RECORD SET: Begin

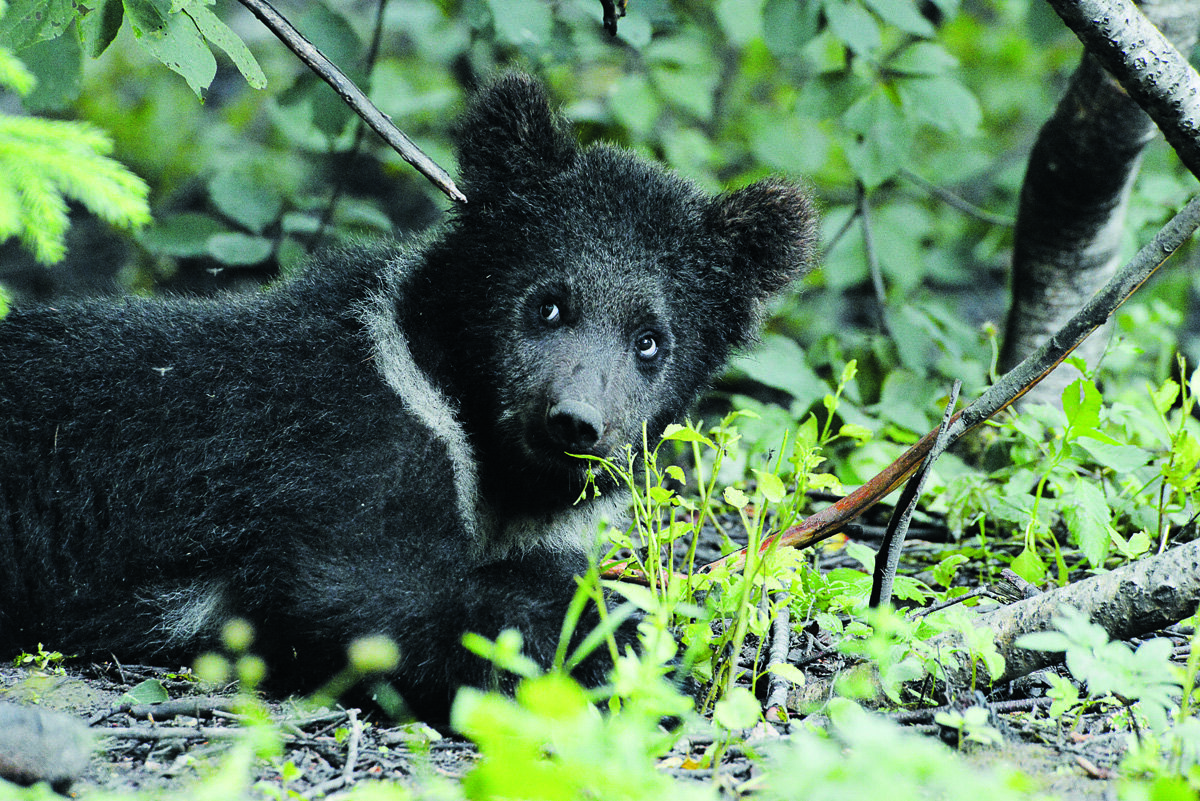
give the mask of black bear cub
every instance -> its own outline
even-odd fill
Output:
[[[240,616],[286,688],[383,634],[431,717],[489,681],[464,632],[551,661],[622,500],[577,503],[568,454],[681,417],[807,268],[814,218],[782,181],[713,197],[580,149],[524,76],[456,144],[469,202],[435,236],[253,296],[0,321],[0,654],[186,658]]]

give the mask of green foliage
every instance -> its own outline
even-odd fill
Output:
[[[779,801],[810,799],[960,798],[963,788],[989,799],[1029,798],[1030,783],[980,770],[943,745],[841,701],[830,705],[828,735],[801,731],[767,760],[763,796]]]
[[[39,642],[36,654],[17,654],[13,658],[13,664],[17,667],[30,667],[42,672],[62,673],[62,663],[67,658],[61,651],[47,651]]]
[[[146,184],[106,158],[111,149],[89,125],[0,116],[0,239],[19,236],[38,261],[58,261],[68,198],[114,225],[149,222]]]
[[[1077,711],[1084,703],[1106,700],[1129,707],[1140,726],[1125,757],[1126,775],[1154,780],[1141,792],[1176,788],[1172,792],[1190,792],[1193,797],[1200,792],[1200,721],[1195,717],[1200,654],[1193,651],[1180,669],[1169,659],[1170,641],[1147,640],[1134,650],[1123,642],[1111,642],[1104,629],[1068,606],[1054,618],[1054,627],[1056,631],[1027,634],[1017,643],[1064,653],[1071,674],[1086,685],[1086,700],[1060,686],[1058,708],[1052,711],[1063,714]],[[1192,648],[1198,644],[1200,635],[1193,634]]]
[[[12,32],[48,35],[56,30],[54,14],[61,10],[57,4],[36,5],[7,11],[0,5],[0,29],[10,33],[7,39],[0,36],[0,85],[22,96],[34,90],[37,79],[13,55]],[[58,261],[65,252],[67,199],[114,225],[149,222],[149,188],[106,157],[112,147],[107,136],[85,123],[0,115],[0,240],[20,237],[38,261]]]
[[[669,744],[658,714],[634,699],[603,715],[561,673],[525,679],[514,698],[462,690],[451,722],[480,751],[463,791],[470,799],[715,798],[657,769]]]
[[[213,13],[215,0],[12,0],[0,19],[0,47],[21,53],[72,32],[73,48],[60,48],[69,60],[54,66],[78,74],[81,59],[100,56],[123,25],[158,61],[182,75],[198,97],[212,83],[217,62],[210,46],[220,48],[256,89],[267,85],[262,68],[245,43]],[[66,42],[64,45],[68,44]],[[49,70],[47,70],[47,73]]]
[[[1034,583],[1050,576],[1047,562],[1062,584],[1080,557],[1099,568],[1164,544],[1193,524],[1200,485],[1200,372],[1189,376],[1180,360],[1177,376],[1107,402],[1084,377],[1064,390],[1061,410],[1009,416],[993,445],[1007,464],[955,482],[957,519],[1021,530],[1012,567]]]

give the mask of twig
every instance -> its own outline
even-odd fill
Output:
[[[347,709],[346,717],[350,719],[350,742],[346,745],[346,764],[342,767],[342,780],[349,783],[354,775],[354,766],[358,762],[358,741],[362,738],[362,723],[358,720],[357,709]]]
[[[220,712],[230,712],[233,710],[233,707],[234,702],[232,698],[210,698],[207,696],[175,698],[157,704],[124,703],[116,704],[102,712],[97,712],[88,719],[88,725],[95,726],[97,723],[107,720],[113,715],[120,714],[128,714],[131,717],[142,720],[153,717],[158,721],[170,720],[180,715],[190,715],[196,718],[212,717],[214,714]]]
[[[917,509],[917,501],[921,497],[921,492],[925,489],[925,480],[929,477],[930,468],[946,450],[946,446],[950,444],[947,429],[950,427],[950,418],[954,415],[954,407],[958,405],[960,389],[962,389],[962,381],[956,378],[954,385],[950,387],[950,399],[946,401],[946,411],[942,415],[942,424],[938,427],[937,438],[933,441],[929,453],[925,454],[921,468],[904,486],[904,492],[900,494],[900,500],[896,502],[896,508],[892,510],[887,532],[883,535],[883,542],[879,545],[879,551],[875,555],[875,577],[871,582],[870,603],[872,608],[892,601],[892,584],[896,579],[896,568],[900,565],[900,552],[904,550],[904,538],[908,535],[908,524],[912,520],[913,512]]]
[[[1191,237],[1198,225],[1200,197],[1194,197],[1062,328],[1024,361],[1003,375],[973,403],[954,415],[947,429],[947,445],[953,444],[1012,404],[1061,364],[1088,334],[1102,325],[1109,315],[1128,300],[1138,287]],[[930,431],[879,475],[832,506],[816,512],[781,534],[764,537],[760,548],[765,550],[773,547],[776,540],[780,546],[805,548],[837,533],[848,522],[900,486],[920,466],[925,454],[933,446],[937,434],[936,430]],[[737,569],[745,562],[746,553],[743,548],[704,565],[699,571],[708,573],[719,567]]]
[[[1014,220],[1012,217],[1005,217],[1003,214],[996,214],[988,211],[987,209],[980,208],[966,198],[959,197],[958,195],[954,194],[949,189],[940,187],[932,181],[917,175],[907,167],[901,167],[899,175],[909,181],[912,181],[914,184],[921,187],[950,208],[957,209],[963,214],[974,217],[980,222],[987,223],[988,225],[999,226],[1001,228],[1012,228],[1014,225],[1016,225],[1016,220]]]
[[[879,305],[879,330],[887,330],[887,289],[883,285],[883,270],[879,266],[879,253],[875,250],[875,237],[871,232],[871,206],[867,203],[867,190],[862,181],[854,184],[854,211],[862,220],[863,252],[867,256],[867,267],[871,273],[871,287],[875,290],[875,302]]]
[[[846,235],[846,232],[850,230],[850,226],[854,225],[854,221],[857,219],[858,210],[856,209],[855,212],[848,216],[845,222],[842,223],[842,227],[838,228],[833,236],[829,237],[829,239],[825,242],[825,249],[821,253],[821,261],[824,261],[826,258],[828,258],[830,252],[837,247],[838,242],[840,242],[842,237]]]
[[[402,159],[413,165],[419,173],[433,182],[433,185],[442,190],[451,200],[460,203],[467,201],[467,196],[454,185],[449,173],[413,144],[412,140],[405,136],[404,132],[397,128],[387,115],[354,85],[353,81],[314,47],[312,42],[305,39],[300,31],[296,30],[292,23],[288,22],[270,3],[266,0],[241,0],[241,3],[250,9],[250,13],[258,17],[259,21],[287,45],[288,49],[295,53],[309,69],[329,84],[346,101],[347,105],[354,109],[354,112],[383,138],[383,141],[400,154]]]
[[[969,601],[972,598],[982,597],[992,597],[992,589],[986,586],[976,587],[970,592],[964,592],[962,595],[956,596],[947,601],[941,601],[940,603],[923,606],[920,609],[914,609],[912,610],[911,617],[915,620],[917,618],[925,617],[926,615],[932,615],[934,612],[940,612],[943,609],[949,609],[956,604],[961,604],[963,601]]]
[[[771,677],[771,689],[767,693],[767,720],[771,721],[787,719],[788,681],[770,672],[772,665],[787,664],[792,643],[792,610],[788,594],[780,593],[779,600],[779,611],[775,613],[775,620],[771,624],[771,655],[767,660],[767,672]]]
[[[342,772],[329,781],[321,782],[312,788],[313,796],[328,795],[354,780],[354,768],[358,763],[358,744],[362,739],[362,723],[358,719],[357,709],[347,709],[346,719],[350,723],[350,737],[346,741],[346,761],[342,765]]]
[[[993,701],[986,704],[986,708],[997,714],[1006,712],[1029,712],[1037,709],[1040,706],[1050,706],[1054,699],[1052,698],[1017,698],[1012,701]],[[956,706],[928,706],[924,709],[901,709],[898,712],[887,714],[889,720],[896,723],[926,723],[933,720],[934,716],[939,712],[951,712],[960,707]]]
[[[240,727],[218,728],[212,726],[114,726],[93,729],[99,737],[120,737],[125,740],[236,740],[245,737],[246,730]]]

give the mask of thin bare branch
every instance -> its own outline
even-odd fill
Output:
[[[329,84],[346,101],[347,105],[354,109],[354,113],[362,117],[363,121],[399,153],[402,159],[413,165],[419,173],[433,182],[433,185],[442,190],[451,200],[460,203],[467,201],[467,196],[454,185],[450,174],[413,144],[412,140],[405,136],[404,132],[397,128],[395,123],[380,111],[361,89],[354,85],[353,81],[347,78],[312,42],[305,39],[300,31],[296,30],[292,23],[288,22],[270,3],[266,0],[241,0],[241,3],[250,9],[250,12],[287,45],[288,49],[295,53],[309,69]]]
[[[937,438],[929,449],[929,453],[925,454],[921,468],[904,486],[904,492],[900,494],[900,500],[896,503],[896,508],[892,510],[891,519],[888,520],[883,543],[880,544],[879,551],[875,554],[875,576],[871,582],[870,601],[873,608],[891,603],[892,584],[896,579],[896,568],[900,565],[900,553],[904,550],[904,538],[908,535],[908,524],[912,520],[913,512],[917,509],[917,501],[921,497],[921,492],[925,489],[925,480],[929,477],[930,468],[946,450],[946,446],[950,444],[948,429],[950,419],[954,415],[954,407],[958,405],[960,389],[962,389],[962,381],[956,378],[954,386],[950,388],[950,398],[946,401],[946,413],[942,415],[942,424],[938,427]]]

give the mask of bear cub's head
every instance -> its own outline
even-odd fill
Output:
[[[531,78],[459,123],[468,202],[428,254],[444,369],[480,461],[578,493],[586,464],[681,418],[766,302],[811,263],[808,195],[710,195],[637,155],[581,149]],[[428,310],[428,307],[427,307]],[[435,323],[438,324],[438,323]]]

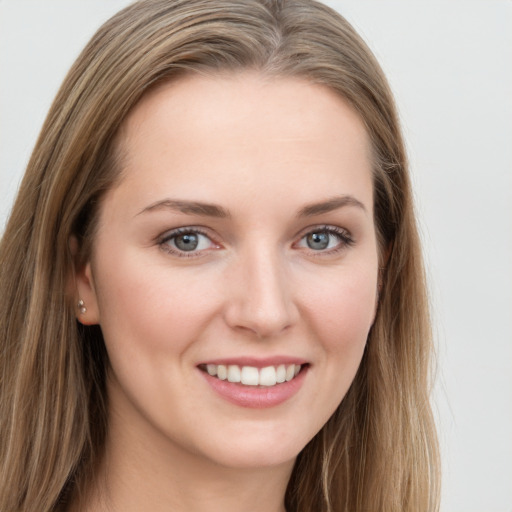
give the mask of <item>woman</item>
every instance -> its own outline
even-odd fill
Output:
[[[109,20],[50,110],[0,273],[0,510],[437,509],[397,115],[321,4]]]

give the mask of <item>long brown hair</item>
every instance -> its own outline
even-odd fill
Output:
[[[77,324],[69,240],[89,255],[115,137],[152,87],[255,69],[324,84],[372,142],[382,288],[357,376],[297,458],[289,512],[432,512],[439,473],[431,336],[407,160],[393,98],[366,44],[309,0],[143,0],[107,21],[44,123],[0,245],[0,511],[54,511],[92,478],[107,430],[99,327]]]

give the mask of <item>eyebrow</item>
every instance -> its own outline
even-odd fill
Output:
[[[201,203],[199,201],[182,201],[178,199],[164,199],[163,201],[157,201],[156,203],[150,204],[144,208],[137,215],[156,210],[174,210],[191,215],[200,215],[202,217],[231,217],[229,211],[222,208],[222,206],[210,203]]]
[[[313,217],[314,215],[321,215],[322,213],[329,213],[339,208],[343,208],[345,206],[355,206],[356,208],[362,209],[366,212],[366,207],[364,204],[356,199],[354,196],[343,195],[336,196],[326,201],[321,201],[319,203],[312,203],[301,208],[298,217]]]
[[[361,201],[350,195],[336,196],[326,201],[311,203],[301,208],[297,217],[313,217],[323,213],[329,213],[346,206],[354,206],[366,212],[366,208]],[[174,210],[189,215],[198,215],[201,217],[215,217],[220,219],[231,218],[231,213],[222,206],[202,203],[200,201],[184,201],[179,199],[164,199],[156,203],[146,206],[137,215],[142,213],[158,211],[158,210]]]

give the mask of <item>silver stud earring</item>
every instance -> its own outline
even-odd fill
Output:
[[[77,302],[77,307],[78,309],[80,310],[80,314],[83,315],[84,313],[87,312],[87,308],[85,307],[85,303],[82,299],[80,299],[78,302]]]

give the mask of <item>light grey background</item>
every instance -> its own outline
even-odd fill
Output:
[[[0,231],[67,69],[128,3],[0,1]],[[512,2],[328,3],[383,65],[409,147],[439,352],[442,511],[512,512]]]

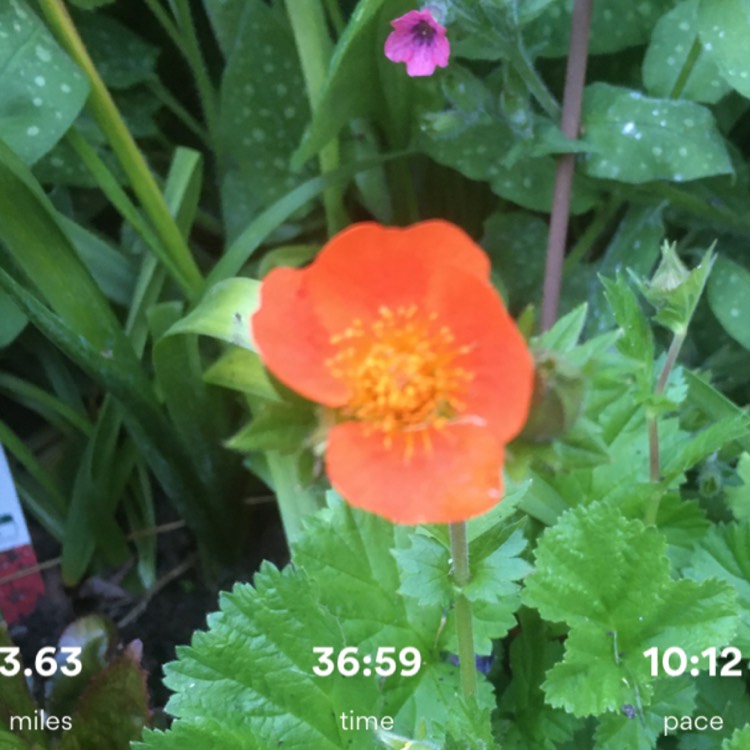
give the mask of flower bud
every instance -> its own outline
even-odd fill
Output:
[[[651,279],[654,294],[666,294],[677,289],[690,278],[690,271],[677,254],[677,243],[664,240],[661,246],[661,262]]]
[[[535,354],[534,395],[520,437],[547,443],[568,432],[581,414],[584,381],[578,368],[549,351]]]
[[[687,331],[716,255],[713,247],[709,248],[692,271],[680,260],[676,243],[665,240],[661,255],[651,281],[636,281],[643,296],[656,308],[654,320],[681,336]]]

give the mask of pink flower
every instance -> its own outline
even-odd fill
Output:
[[[451,46],[441,26],[429,10],[411,10],[391,21],[393,31],[385,40],[385,56],[391,62],[406,63],[406,72],[431,76],[435,68],[445,68]]]

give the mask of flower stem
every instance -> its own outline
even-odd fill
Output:
[[[91,86],[88,106],[161,240],[163,249],[159,251],[159,260],[188,298],[197,296],[203,284],[198,266],[143,154],[94,67],[65,4],[62,0],[40,0],[40,7],[63,48],[88,78]]]
[[[464,698],[468,699],[477,692],[477,668],[474,659],[474,627],[471,619],[471,602],[462,590],[471,580],[466,522],[452,523],[450,535],[453,582],[458,589],[455,604],[458,663],[461,673],[461,690]]]
[[[570,34],[570,52],[565,73],[565,91],[561,129],[563,134],[575,140],[581,126],[581,103],[586,81],[586,63],[589,49],[589,27],[594,0],[575,0]],[[542,297],[543,331],[551,328],[557,318],[562,285],[563,258],[568,236],[570,197],[573,188],[575,154],[563,154],[557,162],[555,192],[552,198],[552,214],[547,240],[547,264],[544,271],[544,293]]]
[[[326,17],[320,0],[286,0],[286,11],[292,24],[302,73],[307,86],[307,98],[315,117],[323,92],[328,63],[333,45],[328,36]],[[321,174],[333,172],[339,165],[339,142],[337,138],[326,144],[318,154]],[[329,236],[345,227],[349,220],[344,211],[343,192],[338,185],[326,188],[323,193],[326,224]]]
[[[313,493],[299,481],[294,457],[290,458],[278,451],[266,453],[268,469],[274,484],[281,525],[287,545],[291,545],[302,534],[303,519],[320,510]]]
[[[686,331],[675,333],[672,343],[669,346],[669,350],[667,351],[664,366],[661,369],[661,373],[659,373],[659,379],[656,381],[656,387],[654,388],[655,396],[660,396],[664,393],[664,389],[667,387],[667,380],[669,380],[669,374],[674,369],[677,357],[680,354],[680,349],[682,349],[682,345],[685,343],[686,335]],[[649,479],[653,484],[658,484],[661,481],[659,424],[654,415],[649,415],[648,417],[648,473]],[[647,524],[653,525],[656,523],[660,503],[661,493],[657,493],[646,508],[645,520]]]
[[[518,47],[511,53],[510,61],[513,65],[513,69],[526,84],[526,87],[531,92],[534,99],[536,99],[539,106],[549,117],[553,120],[557,120],[560,116],[560,105],[550,93],[544,81],[539,76],[539,73],[537,73],[536,68],[531,60],[529,60],[526,49],[523,47],[522,43],[520,43],[520,40]]]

RECORD SET: End

WHAT TO WORK ON: Each line in the listing that contains "bear" should be returned.

RESPONSE BOX:
give the mask of black bear cub
give the mask of bear cub's head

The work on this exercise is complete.